§ **Text provided**:

--- START ---

The MOAB is actually a very efficient Freedom-Delivery-System (FDS). It's just a big metal tube with a detonator at one end, fins at the other, and 18,000 pounds of Freedom in the middle, and all designed to be shoved out the back of a C-130 Cargo Plane. To deliver that much Freedom in standard 500 pound doses would require 36 round-trips from a much more expensive F-16, or 18 strikes with half-million dollar Tomahawks, instead of just one inexpensive trip with a C-130. All in all, this is a very cost effective way to get a bunch of Freedom delivered all at once.
And there's the $59,000,000.00 U$D in cruise missiles we shipped to Syria recently. Meals-On-Wheels was too expensive.
Right, we need to use more MOABs and less Cruise Missiles. Dollar for dollar, we'll get a lot more Freedom exported this way.
Any accurate stats in the blast radius of the MOAB? Ive seen a few data sheets and they are all wildly conflucting.
I'm familiar with the 1,000 ft fireball radius. Obviously the shock wave will go out a wee bit further.

--- END ---

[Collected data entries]
--- START ---

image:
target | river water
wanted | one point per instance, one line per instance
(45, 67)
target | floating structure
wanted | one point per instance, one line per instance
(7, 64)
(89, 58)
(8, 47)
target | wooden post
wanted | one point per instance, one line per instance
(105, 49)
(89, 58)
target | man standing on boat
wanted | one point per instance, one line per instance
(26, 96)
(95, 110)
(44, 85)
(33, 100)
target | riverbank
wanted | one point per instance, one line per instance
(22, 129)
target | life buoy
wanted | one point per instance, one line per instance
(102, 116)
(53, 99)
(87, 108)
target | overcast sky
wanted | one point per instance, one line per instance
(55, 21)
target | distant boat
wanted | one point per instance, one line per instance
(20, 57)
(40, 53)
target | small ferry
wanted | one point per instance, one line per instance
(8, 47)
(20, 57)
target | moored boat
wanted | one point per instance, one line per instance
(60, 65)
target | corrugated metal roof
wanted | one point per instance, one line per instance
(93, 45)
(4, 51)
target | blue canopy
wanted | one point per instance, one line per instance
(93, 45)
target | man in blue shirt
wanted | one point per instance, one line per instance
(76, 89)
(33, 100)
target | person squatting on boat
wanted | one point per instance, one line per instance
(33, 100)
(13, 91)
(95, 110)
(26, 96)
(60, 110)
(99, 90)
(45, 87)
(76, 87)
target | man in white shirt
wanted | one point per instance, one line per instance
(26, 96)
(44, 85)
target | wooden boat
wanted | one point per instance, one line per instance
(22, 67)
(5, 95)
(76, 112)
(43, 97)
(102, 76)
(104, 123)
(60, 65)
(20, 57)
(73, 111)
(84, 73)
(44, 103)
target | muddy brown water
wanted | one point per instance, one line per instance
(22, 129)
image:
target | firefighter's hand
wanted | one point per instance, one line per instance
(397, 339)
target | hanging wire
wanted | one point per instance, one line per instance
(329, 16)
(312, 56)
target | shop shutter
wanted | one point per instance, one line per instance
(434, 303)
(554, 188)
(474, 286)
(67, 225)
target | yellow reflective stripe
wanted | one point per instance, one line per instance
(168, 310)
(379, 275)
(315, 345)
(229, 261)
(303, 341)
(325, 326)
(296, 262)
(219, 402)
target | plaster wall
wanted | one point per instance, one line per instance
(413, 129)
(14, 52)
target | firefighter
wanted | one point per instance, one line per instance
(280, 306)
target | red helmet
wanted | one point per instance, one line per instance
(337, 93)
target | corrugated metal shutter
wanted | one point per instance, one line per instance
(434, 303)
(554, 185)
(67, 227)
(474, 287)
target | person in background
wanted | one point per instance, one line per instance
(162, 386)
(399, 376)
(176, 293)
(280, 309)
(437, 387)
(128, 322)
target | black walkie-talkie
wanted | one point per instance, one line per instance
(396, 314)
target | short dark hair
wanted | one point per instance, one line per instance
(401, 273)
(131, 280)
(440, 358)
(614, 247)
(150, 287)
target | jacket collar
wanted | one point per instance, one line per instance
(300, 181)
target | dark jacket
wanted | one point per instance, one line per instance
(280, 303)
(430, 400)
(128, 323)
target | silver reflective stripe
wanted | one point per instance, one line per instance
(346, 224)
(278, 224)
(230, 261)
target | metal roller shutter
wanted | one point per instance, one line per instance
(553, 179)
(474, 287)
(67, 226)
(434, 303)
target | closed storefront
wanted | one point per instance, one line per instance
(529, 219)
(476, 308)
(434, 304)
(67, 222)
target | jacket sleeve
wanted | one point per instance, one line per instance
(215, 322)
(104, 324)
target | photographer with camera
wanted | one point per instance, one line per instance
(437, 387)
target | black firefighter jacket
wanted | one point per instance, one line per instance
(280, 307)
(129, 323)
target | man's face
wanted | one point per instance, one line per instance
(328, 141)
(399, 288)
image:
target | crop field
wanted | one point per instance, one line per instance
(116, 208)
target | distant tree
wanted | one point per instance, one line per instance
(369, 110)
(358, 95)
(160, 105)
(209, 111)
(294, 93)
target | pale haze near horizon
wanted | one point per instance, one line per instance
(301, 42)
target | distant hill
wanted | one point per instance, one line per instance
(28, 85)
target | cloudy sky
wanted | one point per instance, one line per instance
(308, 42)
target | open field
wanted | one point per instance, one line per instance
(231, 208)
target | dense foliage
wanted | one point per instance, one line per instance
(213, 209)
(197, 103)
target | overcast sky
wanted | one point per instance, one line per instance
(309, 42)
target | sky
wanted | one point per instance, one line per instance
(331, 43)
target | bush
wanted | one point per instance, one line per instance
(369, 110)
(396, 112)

--- END ---

§ **What needs to be done**: Repeat the portion of the MOAB discussion starting with "The MOAB is" and going on through "all at once.". The material originates from a source separate from the MOAB discussion.

§ **Solution to this exercise**:
The MOAB is actually a very efficient Freedom-Delivery-System (FDS). It's just a big metal tube with a detonator at one end, fins at the other, and 18,000 pounds of Freedom in the middle, and all designed to be shoved out the back of a C-130 Cargo Plane. To deliver that much Freedom in standard 500 pound doses would require 36 round-trips from a much more expensive F-16, or 18 strikes with half-million dollar Tomahawks, instead of just one inexpensive trip with a C-130. All in all, this is a very cost effective way to get a bunch of Freedom delivered all at once.